Exercise description:
Starting at the line that contains "of the decorative" and ending at the end of the material, write every line out again, requests included, shifting each number in the answer coordinates by adding 73. Leave the pictures out.

Records provided:
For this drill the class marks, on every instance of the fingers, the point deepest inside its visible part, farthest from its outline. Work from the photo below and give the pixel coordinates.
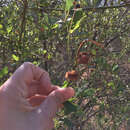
(26, 74)
(53, 102)
(36, 100)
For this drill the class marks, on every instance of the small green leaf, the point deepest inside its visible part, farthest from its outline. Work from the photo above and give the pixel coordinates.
(115, 68)
(77, 25)
(16, 58)
(69, 4)
(111, 84)
(89, 92)
(44, 52)
(93, 52)
(1, 26)
(65, 84)
(67, 122)
(4, 71)
(69, 107)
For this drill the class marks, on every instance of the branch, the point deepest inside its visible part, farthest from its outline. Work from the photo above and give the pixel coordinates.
(23, 19)
(86, 9)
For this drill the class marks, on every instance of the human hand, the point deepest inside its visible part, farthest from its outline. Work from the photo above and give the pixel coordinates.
(28, 100)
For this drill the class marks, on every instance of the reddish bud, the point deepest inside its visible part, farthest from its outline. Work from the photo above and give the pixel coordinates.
(83, 58)
(42, 29)
(72, 75)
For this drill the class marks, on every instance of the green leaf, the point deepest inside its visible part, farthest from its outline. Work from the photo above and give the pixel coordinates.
(69, 107)
(98, 3)
(77, 25)
(89, 92)
(4, 71)
(16, 58)
(67, 122)
(65, 84)
(93, 51)
(111, 84)
(115, 67)
(1, 26)
(69, 4)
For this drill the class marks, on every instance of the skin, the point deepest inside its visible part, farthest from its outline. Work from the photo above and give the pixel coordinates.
(28, 100)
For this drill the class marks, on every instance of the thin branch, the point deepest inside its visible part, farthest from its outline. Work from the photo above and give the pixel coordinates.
(87, 8)
(23, 19)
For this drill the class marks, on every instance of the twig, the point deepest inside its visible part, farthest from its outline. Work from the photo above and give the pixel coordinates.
(23, 19)
(87, 8)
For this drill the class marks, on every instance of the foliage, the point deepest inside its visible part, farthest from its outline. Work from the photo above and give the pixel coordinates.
(48, 33)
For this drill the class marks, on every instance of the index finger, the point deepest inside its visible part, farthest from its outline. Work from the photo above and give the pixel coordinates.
(28, 72)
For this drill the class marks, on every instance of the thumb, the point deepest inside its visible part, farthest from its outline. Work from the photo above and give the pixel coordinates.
(53, 102)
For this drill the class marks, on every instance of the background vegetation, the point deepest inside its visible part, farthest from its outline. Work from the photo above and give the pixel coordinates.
(48, 33)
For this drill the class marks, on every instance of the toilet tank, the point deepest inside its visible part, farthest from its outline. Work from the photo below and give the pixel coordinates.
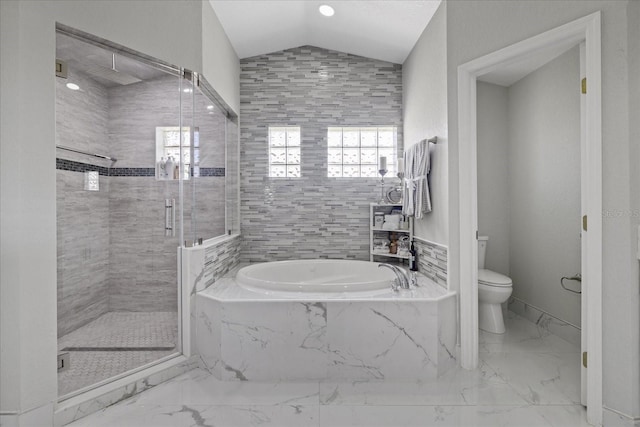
(482, 250)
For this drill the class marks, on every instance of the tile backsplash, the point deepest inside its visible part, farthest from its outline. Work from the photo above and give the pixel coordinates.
(432, 261)
(312, 216)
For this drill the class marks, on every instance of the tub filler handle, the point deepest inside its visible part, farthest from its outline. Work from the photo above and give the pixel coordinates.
(401, 280)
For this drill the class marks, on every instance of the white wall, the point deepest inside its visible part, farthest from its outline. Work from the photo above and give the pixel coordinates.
(220, 63)
(493, 191)
(424, 98)
(28, 209)
(544, 186)
(476, 28)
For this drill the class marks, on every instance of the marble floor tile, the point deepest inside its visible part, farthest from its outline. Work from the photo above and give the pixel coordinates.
(202, 415)
(540, 378)
(198, 387)
(523, 336)
(514, 386)
(431, 416)
(458, 387)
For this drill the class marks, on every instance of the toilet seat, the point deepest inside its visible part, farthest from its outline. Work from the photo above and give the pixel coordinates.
(491, 278)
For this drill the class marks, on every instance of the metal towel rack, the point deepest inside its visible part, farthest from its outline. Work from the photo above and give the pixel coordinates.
(101, 156)
(577, 278)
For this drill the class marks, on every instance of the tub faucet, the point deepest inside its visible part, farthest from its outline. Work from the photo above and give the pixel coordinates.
(401, 280)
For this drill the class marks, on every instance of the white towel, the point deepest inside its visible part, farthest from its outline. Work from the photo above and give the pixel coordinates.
(415, 193)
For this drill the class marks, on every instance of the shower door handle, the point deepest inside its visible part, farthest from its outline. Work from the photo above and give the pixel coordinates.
(169, 217)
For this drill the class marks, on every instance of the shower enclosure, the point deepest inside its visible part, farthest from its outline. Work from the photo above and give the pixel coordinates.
(144, 151)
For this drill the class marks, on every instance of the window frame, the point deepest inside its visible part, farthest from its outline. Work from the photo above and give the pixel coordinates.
(391, 152)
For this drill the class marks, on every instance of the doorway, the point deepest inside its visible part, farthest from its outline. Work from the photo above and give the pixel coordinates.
(585, 30)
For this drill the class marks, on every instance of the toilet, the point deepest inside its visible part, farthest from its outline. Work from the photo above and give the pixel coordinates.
(493, 290)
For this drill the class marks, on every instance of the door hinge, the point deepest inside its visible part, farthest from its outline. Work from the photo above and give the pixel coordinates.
(61, 68)
(64, 362)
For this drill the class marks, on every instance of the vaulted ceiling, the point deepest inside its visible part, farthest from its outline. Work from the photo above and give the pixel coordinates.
(384, 30)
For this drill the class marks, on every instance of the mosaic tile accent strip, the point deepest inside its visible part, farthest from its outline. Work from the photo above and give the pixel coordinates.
(211, 172)
(73, 166)
(220, 259)
(312, 216)
(432, 261)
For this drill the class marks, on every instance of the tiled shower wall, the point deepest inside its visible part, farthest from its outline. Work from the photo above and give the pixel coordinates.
(112, 251)
(312, 216)
(82, 216)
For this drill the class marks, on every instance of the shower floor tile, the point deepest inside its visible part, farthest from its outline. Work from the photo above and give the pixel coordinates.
(114, 343)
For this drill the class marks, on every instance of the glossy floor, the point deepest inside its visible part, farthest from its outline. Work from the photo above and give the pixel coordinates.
(527, 377)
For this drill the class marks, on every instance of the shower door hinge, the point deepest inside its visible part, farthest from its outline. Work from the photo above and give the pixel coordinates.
(64, 362)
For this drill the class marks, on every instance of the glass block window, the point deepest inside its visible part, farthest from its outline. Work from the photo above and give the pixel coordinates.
(354, 152)
(284, 152)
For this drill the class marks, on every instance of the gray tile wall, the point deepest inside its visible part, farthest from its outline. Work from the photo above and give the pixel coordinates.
(112, 251)
(313, 216)
(220, 259)
(143, 260)
(432, 261)
(82, 216)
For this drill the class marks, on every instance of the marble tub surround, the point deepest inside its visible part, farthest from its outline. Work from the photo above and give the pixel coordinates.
(203, 266)
(243, 335)
(489, 396)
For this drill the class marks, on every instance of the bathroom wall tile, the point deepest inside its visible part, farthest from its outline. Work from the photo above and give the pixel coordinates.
(83, 251)
(432, 261)
(312, 216)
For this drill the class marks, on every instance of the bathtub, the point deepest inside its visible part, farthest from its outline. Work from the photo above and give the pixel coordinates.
(330, 278)
(304, 321)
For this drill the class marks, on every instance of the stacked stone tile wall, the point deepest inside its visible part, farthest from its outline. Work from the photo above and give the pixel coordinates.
(313, 216)
(432, 261)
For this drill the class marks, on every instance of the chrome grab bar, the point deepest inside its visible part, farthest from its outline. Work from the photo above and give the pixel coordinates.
(169, 217)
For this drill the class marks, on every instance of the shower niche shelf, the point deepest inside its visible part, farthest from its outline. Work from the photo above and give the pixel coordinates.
(381, 239)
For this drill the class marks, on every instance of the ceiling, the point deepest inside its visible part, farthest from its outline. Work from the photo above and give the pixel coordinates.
(98, 63)
(384, 30)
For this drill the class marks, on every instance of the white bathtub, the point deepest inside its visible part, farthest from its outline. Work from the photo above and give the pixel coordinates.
(248, 333)
(316, 276)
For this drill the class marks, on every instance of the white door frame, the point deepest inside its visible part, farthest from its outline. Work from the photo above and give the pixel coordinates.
(585, 29)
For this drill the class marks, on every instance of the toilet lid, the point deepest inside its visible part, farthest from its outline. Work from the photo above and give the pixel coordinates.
(491, 278)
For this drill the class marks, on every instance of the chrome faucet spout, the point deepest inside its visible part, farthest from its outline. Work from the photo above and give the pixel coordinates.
(401, 280)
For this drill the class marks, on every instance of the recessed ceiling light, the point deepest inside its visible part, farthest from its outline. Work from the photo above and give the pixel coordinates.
(326, 10)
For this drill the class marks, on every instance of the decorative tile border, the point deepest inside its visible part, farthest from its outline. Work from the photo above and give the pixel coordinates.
(432, 260)
(70, 165)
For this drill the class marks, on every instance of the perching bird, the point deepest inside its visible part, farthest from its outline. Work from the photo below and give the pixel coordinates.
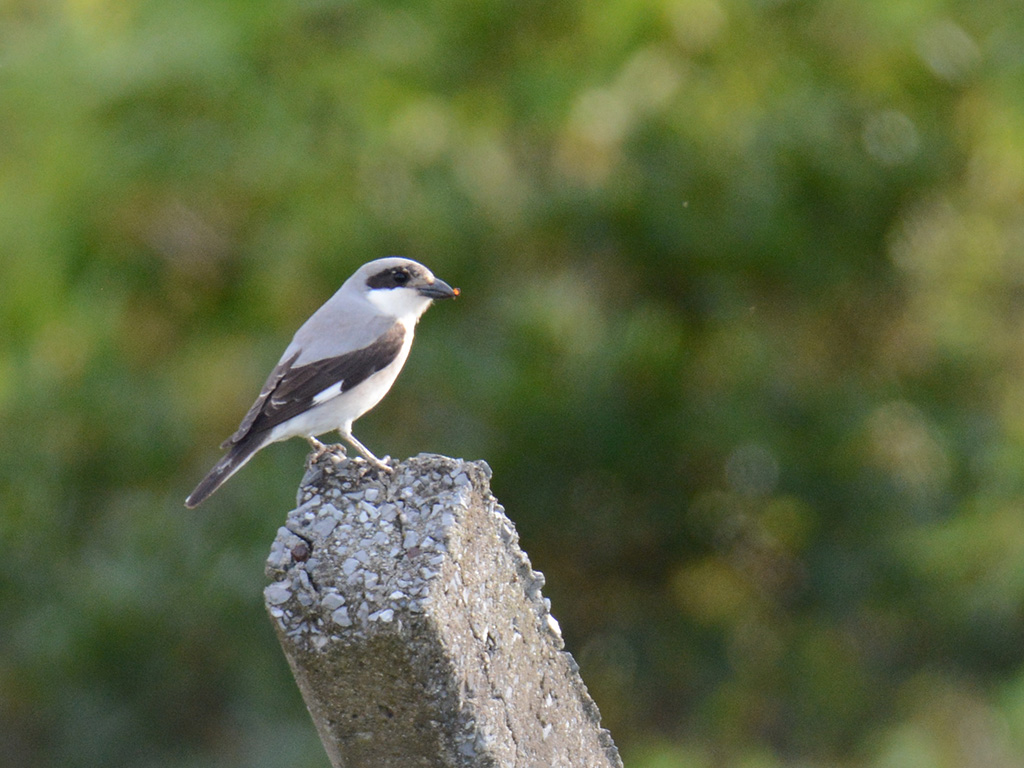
(340, 364)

Complete response:
For this drill the class marks, on every instance of the decorative tile border, the point deepest inside its visible part, farthest from its outline. Work from the photo above and give the pixel coordinates.
(505, 333)
(143, 238)
For this drill the class marks, on every instance of the perching bird, the point deepest inside its visible part, farthest from its outline. Work from the photo below and give the pixel coordinates.
(413, 437)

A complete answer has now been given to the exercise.